[Source records]
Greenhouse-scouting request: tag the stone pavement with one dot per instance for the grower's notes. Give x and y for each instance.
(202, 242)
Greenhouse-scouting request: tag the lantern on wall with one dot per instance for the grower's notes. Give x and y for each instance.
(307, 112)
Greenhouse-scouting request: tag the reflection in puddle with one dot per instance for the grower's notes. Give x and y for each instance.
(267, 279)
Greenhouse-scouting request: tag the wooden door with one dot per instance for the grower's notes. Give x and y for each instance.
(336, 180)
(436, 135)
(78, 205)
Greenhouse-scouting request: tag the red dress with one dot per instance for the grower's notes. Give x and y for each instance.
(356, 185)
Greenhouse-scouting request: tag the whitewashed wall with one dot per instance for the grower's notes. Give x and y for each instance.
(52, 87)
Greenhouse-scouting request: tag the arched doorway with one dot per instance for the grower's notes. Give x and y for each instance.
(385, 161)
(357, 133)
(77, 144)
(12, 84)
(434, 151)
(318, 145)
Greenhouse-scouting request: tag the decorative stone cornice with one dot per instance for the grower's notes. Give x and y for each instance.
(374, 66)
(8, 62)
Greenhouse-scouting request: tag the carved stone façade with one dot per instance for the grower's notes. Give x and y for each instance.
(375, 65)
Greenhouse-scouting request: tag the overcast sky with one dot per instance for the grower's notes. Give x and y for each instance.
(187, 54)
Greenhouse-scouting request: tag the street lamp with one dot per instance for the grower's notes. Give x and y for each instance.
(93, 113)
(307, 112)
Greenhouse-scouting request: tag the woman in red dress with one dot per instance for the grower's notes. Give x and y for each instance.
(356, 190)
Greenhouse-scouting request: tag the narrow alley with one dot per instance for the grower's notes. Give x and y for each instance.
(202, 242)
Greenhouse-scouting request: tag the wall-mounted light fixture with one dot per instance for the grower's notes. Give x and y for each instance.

What this task involves: The answer must be the lines from the one containing "Greenhouse-scouting request: tag the woman" through the last line of the records, written out exactly; please include nothing more.

Response to the exercise:
Greenhouse-scouting request: tag the woman in red dress with one dot per instance for the grower's notes. Give x and y for each instance.
(356, 190)
Greenhouse-scouting request: tag the narrow alley with one dot per instance for the grower's notes. Give x and y for each instance.
(202, 242)
Greenhouse-scouting request: tag the wall-mounted light fixture with one dot per instance for the grower's notes. Give x and y for each instance.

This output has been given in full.